- [Brief A] Swap "controversial" for "contentious" throughout the stretch of the Kick-Ass 2 article from "The world of Kick-Ass has" through "in the film.", and write that stretch out again.
- [Brief B]
Answer these questions from the Kick-Ass 2 article:
(i) Who wrote and directed the Kick-Ass 2 movie?
(ii) In the comics, whose suburban neighborhood does Chris D'Amico attack?
(iii) Which character becomes the main love interest in the film version?
- [Brief C] Extend the article on adapting Kick-Ass 2 beyond its final sentence.

The world of Kick-Ass has always been trademarked by its raunchy and violent twist on the DC/Marvel superhero universes, but readers of Mark Millar and John Romita, Jr.'s Kick-Ass 2 sequel series know that one moment in particular from the comics earned the infamous distinction of being particularly repellent and controversial . 
When production started on the Kick-Ass 2 movie , there was a lot of curiosity about how writer/director Jeff Wadlow would tackle that dark moment from the comics. Having seen the movie now, we were sure to ask Wadlow about the challenge of adapting Mark Millar's no-holds-barred source material, and why he chose to handle this particular controversial scene the way that he did in the film.
The scene in question from the comic books occurs when Chris D'Amico (under his new guise as The Motherf*cker) attacks the suburban neighborhood of Dave Lizewski/Kick-Ass' love interest, Katie Deauxma, massacres her father, and subjects the poor girl to a gruesome gang rape by his squad of evil thugs. In the film version, however, Katie has been replaced by Kick-Ass' crime-fighting comrade "Night Bitch" as the prominent love interest that The Motherf*cker assaults - and instead of a violent rape, we get a violent attempted rape that peters out (no pun) when The Motherf*cker fails to... "rise to the occasion."

- [Data block]
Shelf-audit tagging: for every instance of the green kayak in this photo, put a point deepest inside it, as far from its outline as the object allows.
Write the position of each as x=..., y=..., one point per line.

- [Task output A]
The world of Kick-Ass has always been trademarked by its raunchy and violent twist on the DC/Marvel superhero universes, but readers of Mark Millar and John Romita, Jr.'s Kick-Ass 2 sequel series know that one moment in particular from the comics earned the infamous distinction of being particularly repellent and contentious . 
When production started on the Kick-Ass 2 movie , there was a lot of curiosity about how writer/director Jeff Wadlow would tackle that dark moment from the comics. Having seen the movie now, we were sure to ask Wadlow about the challenge of adapting Mark Millar's no-holds-barred source material, and why he chose to handle this particular contentious scene the way that he did in the film.

- [Task output B]
(i) Jeff Wadlow
(ii) Katie Deauxma's
(iii) Night Bitch

- [Task output C]
It was an interesting reversal of Millar and Romita Jr.'s comic and a scene that played well with audiences (at least judging from the theater I was in). When talking to Christopher Mintz-Plasse and writer/director Jeff Wadlow, I had to pick their brains about why it was necessary to change the controversial rape scene - and then, why it was changed to the comedic moment we got in the film:
Christopher Mintz-Plasse: I love really, really dark things like if there’s a rape scene it’s gotta be a dark movie it can’t be—I just didn’t think it would fit for this movie cause you’re watching it and it’s so colorful and fun and violent and you’re laughing, you’re getting excited and I don’t think a rape scene fits that vibe. In the comic—Jeff sets it right—in the comic they are not real people so you can put a rape in there and you’re not like feeling emotion towards it it’s just people on a piece of paper. But in a movie when you have real tangible people playing these parts it gets deep and it gets heavier on a bigger scale. I just don’t think a rape scene was needed. You know in the movie “Irreversible”—have you ever seen that?
I have - not that I particularly like to recall that I have. If you've seen the movie, you'll know why; if you haven't seen it, read about it HERE .
Christopher Mintz-Plasse: How crazy is that [movie]? But that movie CAN have a rape scene cause it’s so fucking twisted and dark; a movie like 'Kick-Ass 2'... I just don’t think a rape scene was needed.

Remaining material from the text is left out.